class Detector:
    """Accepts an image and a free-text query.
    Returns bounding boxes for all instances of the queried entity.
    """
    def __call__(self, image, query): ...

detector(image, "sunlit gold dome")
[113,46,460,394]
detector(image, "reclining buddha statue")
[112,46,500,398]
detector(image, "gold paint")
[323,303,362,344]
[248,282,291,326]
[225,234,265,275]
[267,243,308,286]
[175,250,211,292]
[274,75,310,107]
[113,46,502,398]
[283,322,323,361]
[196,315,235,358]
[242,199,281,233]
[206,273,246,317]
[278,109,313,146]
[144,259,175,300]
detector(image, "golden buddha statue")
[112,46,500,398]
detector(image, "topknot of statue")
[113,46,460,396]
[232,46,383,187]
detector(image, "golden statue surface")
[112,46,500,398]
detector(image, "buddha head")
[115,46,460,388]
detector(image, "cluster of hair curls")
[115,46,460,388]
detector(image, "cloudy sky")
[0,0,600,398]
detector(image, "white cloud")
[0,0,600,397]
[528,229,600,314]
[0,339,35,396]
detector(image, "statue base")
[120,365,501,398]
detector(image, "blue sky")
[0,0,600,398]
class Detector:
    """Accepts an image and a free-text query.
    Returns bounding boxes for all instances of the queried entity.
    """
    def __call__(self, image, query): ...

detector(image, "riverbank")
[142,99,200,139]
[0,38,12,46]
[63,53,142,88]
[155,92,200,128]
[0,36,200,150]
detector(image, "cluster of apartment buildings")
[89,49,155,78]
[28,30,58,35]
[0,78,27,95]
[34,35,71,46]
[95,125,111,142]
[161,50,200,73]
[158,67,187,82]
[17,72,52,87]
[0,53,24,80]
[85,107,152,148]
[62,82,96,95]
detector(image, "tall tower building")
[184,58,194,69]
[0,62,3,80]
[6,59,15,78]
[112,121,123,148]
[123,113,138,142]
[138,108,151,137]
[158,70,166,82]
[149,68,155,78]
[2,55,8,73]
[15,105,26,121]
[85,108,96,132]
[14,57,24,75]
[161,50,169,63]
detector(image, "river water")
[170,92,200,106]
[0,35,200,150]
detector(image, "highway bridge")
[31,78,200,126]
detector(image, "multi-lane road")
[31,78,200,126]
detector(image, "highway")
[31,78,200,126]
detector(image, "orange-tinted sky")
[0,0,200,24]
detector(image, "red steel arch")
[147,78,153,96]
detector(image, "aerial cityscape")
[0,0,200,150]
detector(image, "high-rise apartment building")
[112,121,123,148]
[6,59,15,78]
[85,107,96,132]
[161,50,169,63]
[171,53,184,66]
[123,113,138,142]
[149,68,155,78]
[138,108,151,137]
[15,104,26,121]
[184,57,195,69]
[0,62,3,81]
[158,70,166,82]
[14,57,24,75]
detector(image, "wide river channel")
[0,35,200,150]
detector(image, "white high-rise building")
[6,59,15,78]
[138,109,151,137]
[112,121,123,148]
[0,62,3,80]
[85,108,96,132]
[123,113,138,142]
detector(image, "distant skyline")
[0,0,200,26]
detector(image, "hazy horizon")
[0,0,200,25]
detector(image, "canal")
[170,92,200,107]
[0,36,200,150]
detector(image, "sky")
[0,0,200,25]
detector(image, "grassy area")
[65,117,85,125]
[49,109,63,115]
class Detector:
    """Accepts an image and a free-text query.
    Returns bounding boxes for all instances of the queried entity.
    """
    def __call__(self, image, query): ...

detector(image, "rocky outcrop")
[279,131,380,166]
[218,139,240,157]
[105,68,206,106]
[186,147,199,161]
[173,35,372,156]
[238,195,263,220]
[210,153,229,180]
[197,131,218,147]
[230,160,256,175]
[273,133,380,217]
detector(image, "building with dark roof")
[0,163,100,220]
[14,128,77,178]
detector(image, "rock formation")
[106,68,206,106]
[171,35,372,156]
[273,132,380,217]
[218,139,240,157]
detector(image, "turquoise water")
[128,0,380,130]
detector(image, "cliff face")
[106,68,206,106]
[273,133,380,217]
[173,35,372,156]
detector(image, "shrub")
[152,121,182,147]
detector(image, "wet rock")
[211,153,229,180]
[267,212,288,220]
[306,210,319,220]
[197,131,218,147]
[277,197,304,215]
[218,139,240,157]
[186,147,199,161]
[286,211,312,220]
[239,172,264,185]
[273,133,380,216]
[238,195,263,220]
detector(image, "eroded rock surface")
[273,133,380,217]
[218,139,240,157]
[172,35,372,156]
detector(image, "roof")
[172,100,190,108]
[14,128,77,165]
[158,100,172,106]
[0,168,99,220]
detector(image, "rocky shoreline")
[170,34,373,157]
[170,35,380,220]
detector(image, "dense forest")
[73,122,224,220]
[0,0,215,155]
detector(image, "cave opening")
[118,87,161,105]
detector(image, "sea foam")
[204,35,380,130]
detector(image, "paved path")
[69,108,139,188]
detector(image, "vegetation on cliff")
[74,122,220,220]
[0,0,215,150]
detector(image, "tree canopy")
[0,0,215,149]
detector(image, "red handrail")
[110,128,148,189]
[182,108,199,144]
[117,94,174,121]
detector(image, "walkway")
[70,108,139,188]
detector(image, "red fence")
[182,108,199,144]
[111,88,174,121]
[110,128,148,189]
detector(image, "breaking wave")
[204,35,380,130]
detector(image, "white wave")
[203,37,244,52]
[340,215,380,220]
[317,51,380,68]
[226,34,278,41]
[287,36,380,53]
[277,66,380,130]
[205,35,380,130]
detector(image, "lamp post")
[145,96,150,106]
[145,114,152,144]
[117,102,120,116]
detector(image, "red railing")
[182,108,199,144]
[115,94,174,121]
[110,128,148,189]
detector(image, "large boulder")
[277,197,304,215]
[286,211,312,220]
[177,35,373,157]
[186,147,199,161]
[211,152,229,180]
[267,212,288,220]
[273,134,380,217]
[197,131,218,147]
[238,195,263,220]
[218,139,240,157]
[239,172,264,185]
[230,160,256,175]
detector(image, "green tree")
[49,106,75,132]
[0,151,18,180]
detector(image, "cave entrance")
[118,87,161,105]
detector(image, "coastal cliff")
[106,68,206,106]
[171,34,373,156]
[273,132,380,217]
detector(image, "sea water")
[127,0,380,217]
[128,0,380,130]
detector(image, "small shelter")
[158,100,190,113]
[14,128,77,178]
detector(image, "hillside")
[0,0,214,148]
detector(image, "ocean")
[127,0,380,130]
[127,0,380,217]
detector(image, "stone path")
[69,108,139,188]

_ _ _

=== Task prompt ===
Copy out every line of the items above that contains the string "tree".

=== Worked answer ===
detector(image, "tree canopy")
detector(image, "green tree")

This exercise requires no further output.